*TASK STATEMENT:* Count the lines in the listing below that contain the string "shirt", treating case as significant, and reply with only that number.
** begin **
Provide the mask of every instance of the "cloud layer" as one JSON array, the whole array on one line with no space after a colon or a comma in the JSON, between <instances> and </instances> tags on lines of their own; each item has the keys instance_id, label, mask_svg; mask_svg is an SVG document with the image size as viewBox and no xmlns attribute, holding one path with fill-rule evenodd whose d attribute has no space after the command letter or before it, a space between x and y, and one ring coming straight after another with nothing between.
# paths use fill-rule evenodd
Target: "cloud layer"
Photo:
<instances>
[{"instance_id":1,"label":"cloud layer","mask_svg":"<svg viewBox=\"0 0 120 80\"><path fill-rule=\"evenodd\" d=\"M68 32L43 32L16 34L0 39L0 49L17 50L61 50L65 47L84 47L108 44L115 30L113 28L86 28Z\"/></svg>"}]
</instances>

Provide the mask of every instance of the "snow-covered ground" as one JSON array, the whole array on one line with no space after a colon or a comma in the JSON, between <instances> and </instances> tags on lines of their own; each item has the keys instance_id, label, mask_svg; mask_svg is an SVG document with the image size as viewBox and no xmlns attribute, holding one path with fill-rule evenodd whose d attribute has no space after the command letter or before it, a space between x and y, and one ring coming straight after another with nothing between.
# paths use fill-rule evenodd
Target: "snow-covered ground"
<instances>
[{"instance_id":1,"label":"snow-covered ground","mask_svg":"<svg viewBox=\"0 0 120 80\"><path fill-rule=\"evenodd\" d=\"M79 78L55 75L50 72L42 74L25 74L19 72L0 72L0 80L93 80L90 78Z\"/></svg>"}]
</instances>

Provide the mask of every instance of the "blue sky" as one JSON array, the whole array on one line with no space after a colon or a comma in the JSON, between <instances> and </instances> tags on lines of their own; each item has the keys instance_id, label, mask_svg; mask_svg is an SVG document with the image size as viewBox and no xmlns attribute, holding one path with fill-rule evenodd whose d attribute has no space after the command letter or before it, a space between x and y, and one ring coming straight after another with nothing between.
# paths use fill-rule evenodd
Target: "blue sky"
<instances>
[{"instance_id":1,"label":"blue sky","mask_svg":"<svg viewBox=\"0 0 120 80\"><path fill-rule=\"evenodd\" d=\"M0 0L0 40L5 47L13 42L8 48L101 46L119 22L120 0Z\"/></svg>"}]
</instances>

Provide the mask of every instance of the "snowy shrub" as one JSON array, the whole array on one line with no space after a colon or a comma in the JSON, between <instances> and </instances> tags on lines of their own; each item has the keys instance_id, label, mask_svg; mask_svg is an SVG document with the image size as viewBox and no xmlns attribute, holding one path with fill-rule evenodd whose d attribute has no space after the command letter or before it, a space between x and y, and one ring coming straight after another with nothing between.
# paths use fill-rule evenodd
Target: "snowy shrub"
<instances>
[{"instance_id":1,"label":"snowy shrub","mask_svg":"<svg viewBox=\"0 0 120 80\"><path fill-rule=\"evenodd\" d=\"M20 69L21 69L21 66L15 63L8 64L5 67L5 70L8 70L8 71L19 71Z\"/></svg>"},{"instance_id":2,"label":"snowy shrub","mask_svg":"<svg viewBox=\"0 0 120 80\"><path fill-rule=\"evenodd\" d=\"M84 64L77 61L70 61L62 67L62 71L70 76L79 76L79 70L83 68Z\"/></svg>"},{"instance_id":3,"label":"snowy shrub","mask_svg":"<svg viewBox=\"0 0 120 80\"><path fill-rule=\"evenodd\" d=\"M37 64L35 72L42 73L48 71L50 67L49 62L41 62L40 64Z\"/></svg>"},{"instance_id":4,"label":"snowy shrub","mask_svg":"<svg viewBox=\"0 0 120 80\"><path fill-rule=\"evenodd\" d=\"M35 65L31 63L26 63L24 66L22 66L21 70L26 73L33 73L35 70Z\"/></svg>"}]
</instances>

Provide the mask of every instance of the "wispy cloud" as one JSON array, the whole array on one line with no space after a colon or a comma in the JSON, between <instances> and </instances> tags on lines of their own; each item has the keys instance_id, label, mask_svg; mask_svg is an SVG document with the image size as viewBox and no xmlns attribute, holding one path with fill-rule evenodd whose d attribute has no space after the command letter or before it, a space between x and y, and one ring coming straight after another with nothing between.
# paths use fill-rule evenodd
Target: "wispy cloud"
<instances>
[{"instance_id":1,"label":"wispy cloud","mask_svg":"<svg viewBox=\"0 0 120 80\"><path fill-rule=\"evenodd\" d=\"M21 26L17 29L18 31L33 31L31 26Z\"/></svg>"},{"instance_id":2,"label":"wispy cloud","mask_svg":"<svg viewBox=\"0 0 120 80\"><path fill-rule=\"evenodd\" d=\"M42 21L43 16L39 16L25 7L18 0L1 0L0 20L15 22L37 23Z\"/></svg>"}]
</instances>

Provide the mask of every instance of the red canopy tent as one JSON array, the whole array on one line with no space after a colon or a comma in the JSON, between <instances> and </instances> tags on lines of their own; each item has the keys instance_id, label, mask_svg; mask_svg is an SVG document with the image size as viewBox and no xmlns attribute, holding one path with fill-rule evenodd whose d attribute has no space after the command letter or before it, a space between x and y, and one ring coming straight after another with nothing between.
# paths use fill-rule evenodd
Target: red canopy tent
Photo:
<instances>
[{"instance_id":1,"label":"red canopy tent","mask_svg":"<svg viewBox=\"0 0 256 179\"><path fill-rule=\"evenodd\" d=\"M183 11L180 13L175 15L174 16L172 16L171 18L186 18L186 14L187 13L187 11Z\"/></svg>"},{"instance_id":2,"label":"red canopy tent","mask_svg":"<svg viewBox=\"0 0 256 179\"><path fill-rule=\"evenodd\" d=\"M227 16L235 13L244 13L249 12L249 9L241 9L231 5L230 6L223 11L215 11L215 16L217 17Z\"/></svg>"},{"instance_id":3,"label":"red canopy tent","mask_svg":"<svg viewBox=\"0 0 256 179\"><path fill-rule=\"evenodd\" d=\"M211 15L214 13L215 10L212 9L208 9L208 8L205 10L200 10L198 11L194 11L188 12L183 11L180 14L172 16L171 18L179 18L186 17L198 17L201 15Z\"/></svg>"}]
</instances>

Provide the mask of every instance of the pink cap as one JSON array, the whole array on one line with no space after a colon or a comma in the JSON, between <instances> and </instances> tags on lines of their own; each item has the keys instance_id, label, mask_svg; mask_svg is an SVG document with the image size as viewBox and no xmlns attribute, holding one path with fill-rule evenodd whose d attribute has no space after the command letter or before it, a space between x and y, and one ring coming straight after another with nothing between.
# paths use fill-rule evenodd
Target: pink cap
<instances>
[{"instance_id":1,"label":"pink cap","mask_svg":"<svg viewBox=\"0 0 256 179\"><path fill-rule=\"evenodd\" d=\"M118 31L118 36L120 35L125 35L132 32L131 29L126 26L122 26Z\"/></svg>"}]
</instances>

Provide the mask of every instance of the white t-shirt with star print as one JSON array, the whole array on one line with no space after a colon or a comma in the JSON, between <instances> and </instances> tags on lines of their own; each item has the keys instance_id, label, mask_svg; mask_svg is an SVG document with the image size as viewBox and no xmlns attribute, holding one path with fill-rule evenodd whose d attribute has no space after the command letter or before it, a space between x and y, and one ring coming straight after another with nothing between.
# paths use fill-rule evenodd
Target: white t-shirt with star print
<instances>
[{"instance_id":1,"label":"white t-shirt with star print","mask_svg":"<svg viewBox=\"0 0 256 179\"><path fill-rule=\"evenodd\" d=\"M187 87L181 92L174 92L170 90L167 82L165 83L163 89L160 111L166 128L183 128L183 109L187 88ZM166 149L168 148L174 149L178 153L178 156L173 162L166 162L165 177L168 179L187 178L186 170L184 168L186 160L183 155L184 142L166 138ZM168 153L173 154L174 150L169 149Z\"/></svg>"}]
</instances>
** end **
*ANSWER IN FULL:* 3